===== Excerpted text
Islanders remember the fallen

Keep Right on to the End of the Road

Ev’ry road thro’ life is a long, long road,
Fill’d with joys and sorrows too,
As you journey on how your heart will yearn
For the things most dear to you.

With wealth and love ’tis so,
But onward we must go.
With a big stout heart to a long steep hill,
We may get there with a smile,
With a good kind thought and an end in view,
We may cut short many a mile.
So let courage ev’ry day
Be your guiding star alway.

This is St Andrew’s night (November 30). I had forgotten about the anniversary until I heard one or two Scottish songs being sung on the radio. One was of Sir Harry Lauder (1870 – 1950), singing rather inspiringly, Keep Right on to the End of the Road – a song, I understand, written sometime after his only son was killed in action in 1916 during World War 1. Well, I suppose most folk would not have paid too much attention to this recording, and I imagine that very few of the younger generation will even have heard of Harry Lauder.

Ian Scott’s evocative painting of the
North Ronaldsay War Memorial by moonlight

Still, the words of the song, though sounding a little sentimental to modern ears, are not entirely inappropriate today. I shall finish my letter with the chorus which is sung after each verse. Before we know where we are, Christmas will be upon us, so I thought I should bring our latest activities up to date – hence this in-between letter.

I hear that a ‘sketch’ (the title of which remains, so far, “hush, hush”) is being practised for the association’s end-of-the-year dance. That should be fun. By the way, yes, Jeremy Godwin (in a letter to The Orcadian), is correct with his date for the wreck of the Svecia (mentioned in my Harvest Home letter) – it was 1740, not as I mistakenly said, 1741.

At the time of Remembrance each year in November, I frequently find myself looking through poetry or writings about the First World War.

One of the books that I have been dipping into again is Lyn Macdonald’s To the Last Man – I think I have mentioned the book previously. It deals with the last great German offensive in 1918, and often makes disturbing reading, made all the more powerful by the inclusion of accounts and recollections of some of the participants themselves.

One account, for instance, described how a German soldier, overrunning a British position, finds and plans to retrieve a pair of good leather boots. On closer inspection he finds the severed feet of the former owner still in the boots.

A week after Remembrance Sunday a good turnout of folk gathered at the North Ronaldsay War Memorial. John Tulloch, Senness, laid the wreath. Sinclair Scott played The Flowers of the Forest. The two minutes silence followed, after which John Cutt, Gerbo, recited the familiar verse of Binyon’s poem, For the Fallen.

Patricia Thomson read a prayer and John Cutt completed the ceremony by reciting the words of In Memoriam, a poem written by his late uncle, William Swanney, Viggie.

More recently, the North Ronaldsay Ladies Lifeboat Guild held their annual fundraising event. As usual, a good attendance of folk supported and enjoyed the evening, which included many raffle items etc.

Guild president, Isobel Muir, opened the proceedings. The draw for the various donated prizes took place after tea, sandwiches and home bakes. Total monies spent, including donations, amounted to a really splendid sum of £766.

Another event, organised as part of Aberdeen University’s key learning opportunities, took place on November 25 in the new centre, when Norman Newton gave an illustrated talk entitled Muckle Flugga to the Mull of Kintyre. I missed this event which, by all accounts, was most interesting. A good turnout later enjoyed tea, homebakes etc.
==========
§ Task requirements:
a) Name each person the letter says took part in the ceremony at the North Ronaldsay War Memorial.
b) Set down the passage of the letter from "Guild president, Isobel" to "tea, homebakes etc.", word for word.
The data have no connection to the letter.
===== Entries
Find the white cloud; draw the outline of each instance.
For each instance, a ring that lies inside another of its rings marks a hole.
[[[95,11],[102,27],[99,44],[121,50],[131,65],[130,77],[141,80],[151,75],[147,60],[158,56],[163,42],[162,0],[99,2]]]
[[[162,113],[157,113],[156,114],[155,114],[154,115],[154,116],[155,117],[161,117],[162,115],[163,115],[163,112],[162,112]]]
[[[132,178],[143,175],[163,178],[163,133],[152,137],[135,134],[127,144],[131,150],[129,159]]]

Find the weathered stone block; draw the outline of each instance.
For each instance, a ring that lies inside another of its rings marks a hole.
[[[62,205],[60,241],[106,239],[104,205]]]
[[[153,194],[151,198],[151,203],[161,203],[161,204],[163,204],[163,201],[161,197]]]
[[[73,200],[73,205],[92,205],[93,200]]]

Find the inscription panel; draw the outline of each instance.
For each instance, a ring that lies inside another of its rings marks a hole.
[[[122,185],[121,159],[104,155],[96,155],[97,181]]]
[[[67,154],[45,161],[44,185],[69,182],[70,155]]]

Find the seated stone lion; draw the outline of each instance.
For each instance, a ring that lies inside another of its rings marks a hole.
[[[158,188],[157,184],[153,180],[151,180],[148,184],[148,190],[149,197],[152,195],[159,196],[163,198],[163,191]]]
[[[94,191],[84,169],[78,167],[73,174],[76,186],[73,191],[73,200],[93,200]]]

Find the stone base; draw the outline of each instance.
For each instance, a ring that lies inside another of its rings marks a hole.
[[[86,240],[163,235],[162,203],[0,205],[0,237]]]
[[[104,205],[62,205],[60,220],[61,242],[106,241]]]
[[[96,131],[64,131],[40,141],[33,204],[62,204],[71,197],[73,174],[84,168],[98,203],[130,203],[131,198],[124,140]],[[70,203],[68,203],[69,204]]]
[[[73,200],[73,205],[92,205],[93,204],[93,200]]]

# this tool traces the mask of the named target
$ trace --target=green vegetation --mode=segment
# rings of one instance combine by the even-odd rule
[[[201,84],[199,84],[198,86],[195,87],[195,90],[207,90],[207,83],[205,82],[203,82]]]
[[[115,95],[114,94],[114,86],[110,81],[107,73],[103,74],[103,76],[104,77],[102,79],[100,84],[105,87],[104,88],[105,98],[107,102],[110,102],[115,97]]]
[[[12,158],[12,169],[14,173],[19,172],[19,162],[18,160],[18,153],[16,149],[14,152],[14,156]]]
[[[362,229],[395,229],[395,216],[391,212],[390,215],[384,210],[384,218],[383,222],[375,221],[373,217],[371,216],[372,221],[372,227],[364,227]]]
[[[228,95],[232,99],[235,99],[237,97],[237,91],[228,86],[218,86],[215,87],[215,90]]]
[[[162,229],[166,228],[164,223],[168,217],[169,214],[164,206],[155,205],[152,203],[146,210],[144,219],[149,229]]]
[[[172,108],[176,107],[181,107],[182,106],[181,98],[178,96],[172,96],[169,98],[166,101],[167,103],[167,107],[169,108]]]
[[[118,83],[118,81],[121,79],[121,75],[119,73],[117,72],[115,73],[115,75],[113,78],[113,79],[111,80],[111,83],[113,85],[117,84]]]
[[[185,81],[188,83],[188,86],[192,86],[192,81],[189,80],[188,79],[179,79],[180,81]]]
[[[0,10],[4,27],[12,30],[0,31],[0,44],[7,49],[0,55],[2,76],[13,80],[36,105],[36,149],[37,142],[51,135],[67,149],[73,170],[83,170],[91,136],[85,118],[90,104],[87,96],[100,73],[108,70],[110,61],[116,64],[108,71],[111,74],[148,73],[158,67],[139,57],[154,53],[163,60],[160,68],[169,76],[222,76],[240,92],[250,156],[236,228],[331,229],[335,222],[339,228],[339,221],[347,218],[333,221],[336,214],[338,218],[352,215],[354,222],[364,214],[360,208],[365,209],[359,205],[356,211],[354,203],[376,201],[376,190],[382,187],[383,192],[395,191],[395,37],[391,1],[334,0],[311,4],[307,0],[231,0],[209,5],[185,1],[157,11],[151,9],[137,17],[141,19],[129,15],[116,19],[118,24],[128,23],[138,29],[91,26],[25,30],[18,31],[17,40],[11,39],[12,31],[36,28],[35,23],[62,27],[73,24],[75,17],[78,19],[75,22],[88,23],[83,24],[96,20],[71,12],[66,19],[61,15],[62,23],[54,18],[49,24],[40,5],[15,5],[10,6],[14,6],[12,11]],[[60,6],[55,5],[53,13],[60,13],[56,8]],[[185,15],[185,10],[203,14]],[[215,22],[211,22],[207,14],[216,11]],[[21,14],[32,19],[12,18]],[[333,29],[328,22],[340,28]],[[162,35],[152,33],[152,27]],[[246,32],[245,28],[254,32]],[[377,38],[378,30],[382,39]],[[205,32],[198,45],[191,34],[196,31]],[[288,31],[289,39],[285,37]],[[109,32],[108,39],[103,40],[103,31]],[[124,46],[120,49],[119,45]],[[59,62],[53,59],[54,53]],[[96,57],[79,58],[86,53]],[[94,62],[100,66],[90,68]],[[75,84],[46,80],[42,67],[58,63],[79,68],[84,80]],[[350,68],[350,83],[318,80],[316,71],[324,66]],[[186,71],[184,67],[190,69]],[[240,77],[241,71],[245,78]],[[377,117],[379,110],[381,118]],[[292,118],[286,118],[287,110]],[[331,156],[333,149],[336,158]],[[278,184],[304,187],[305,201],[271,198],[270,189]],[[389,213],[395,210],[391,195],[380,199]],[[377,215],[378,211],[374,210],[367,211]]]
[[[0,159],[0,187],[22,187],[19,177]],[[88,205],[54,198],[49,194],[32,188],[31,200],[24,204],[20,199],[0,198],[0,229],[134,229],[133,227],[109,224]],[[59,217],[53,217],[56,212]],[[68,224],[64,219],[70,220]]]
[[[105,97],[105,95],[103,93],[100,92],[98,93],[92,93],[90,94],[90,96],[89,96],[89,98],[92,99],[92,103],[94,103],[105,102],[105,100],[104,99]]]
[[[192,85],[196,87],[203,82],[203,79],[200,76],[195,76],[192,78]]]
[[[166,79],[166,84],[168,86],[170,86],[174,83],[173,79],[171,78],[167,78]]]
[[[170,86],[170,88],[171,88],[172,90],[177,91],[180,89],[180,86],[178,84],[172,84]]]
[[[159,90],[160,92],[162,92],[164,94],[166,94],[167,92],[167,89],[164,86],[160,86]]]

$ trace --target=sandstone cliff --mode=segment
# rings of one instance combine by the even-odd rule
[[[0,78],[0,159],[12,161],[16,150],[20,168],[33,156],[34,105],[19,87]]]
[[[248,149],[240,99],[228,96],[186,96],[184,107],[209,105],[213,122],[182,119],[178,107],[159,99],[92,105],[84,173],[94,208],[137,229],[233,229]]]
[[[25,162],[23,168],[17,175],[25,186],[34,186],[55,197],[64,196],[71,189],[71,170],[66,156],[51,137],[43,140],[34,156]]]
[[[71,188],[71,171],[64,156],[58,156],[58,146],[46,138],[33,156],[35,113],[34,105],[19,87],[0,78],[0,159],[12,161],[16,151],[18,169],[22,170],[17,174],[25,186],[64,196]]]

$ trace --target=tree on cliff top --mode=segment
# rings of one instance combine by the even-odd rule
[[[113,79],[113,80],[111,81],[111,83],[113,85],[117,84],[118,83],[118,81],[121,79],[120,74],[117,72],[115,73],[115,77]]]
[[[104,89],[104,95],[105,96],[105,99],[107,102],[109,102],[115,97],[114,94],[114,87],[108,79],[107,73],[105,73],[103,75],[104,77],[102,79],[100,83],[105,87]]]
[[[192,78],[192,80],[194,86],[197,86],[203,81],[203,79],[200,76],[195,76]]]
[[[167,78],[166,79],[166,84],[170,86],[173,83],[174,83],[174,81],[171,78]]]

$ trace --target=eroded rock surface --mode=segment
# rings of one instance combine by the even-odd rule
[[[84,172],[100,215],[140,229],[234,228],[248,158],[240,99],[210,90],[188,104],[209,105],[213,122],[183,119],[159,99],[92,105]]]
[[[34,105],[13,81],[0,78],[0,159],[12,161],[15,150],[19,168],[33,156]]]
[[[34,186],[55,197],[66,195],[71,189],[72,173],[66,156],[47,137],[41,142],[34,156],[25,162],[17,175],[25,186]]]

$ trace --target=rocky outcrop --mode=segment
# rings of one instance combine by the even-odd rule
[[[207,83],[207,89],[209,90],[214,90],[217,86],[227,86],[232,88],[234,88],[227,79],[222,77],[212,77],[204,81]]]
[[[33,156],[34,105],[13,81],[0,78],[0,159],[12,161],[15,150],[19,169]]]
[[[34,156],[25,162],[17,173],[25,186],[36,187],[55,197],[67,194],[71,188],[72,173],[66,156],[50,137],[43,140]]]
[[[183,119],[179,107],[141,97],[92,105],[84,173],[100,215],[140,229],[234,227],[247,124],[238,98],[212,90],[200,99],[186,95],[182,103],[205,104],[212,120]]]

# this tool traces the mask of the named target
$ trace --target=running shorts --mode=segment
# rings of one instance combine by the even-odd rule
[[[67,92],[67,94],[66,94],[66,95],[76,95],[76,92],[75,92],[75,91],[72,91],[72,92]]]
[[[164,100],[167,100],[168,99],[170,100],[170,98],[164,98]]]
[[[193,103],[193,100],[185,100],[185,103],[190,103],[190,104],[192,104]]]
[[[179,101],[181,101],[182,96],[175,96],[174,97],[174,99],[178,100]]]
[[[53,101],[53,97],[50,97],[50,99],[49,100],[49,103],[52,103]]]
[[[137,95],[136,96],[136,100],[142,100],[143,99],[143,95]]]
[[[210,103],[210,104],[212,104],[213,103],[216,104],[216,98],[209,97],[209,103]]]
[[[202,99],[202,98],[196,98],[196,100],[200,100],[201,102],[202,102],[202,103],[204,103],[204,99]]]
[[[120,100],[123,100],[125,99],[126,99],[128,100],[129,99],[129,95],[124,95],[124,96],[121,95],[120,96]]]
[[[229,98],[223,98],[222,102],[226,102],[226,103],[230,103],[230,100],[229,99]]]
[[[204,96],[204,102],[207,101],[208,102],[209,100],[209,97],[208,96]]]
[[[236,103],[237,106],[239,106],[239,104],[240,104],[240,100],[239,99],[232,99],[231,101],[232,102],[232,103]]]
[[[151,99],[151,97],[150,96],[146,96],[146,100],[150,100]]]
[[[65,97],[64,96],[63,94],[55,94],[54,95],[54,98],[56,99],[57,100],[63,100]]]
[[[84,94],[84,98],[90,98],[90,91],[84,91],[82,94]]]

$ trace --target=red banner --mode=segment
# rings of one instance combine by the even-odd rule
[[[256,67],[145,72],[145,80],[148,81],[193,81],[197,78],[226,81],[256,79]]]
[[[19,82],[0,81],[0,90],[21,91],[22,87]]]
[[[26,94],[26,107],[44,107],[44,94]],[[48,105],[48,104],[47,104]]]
==========
§ The results:
a) John Tulloch, Senness; Sinclair Scott; John Cutt, Gerbo; Patricia Thomson

b)
Guild president, Isobel Muir, opened the proceedings. The draw for the various donated prizes took place after tea, sandwiches and home bakes. Total monies spent, including donations, amounted to a really splendid sum of £766.

Another event, organised as part of Aberdeen University’s key learning opportunities, took place on November 25 in the new centre, when Norman Newton gave an illustrated talk entitled Muckle Flugga to the Mull of Kintyre. I missed this event which, by all accounts, was most interesting. A good turnout later enjoyed tea, homebakes etc.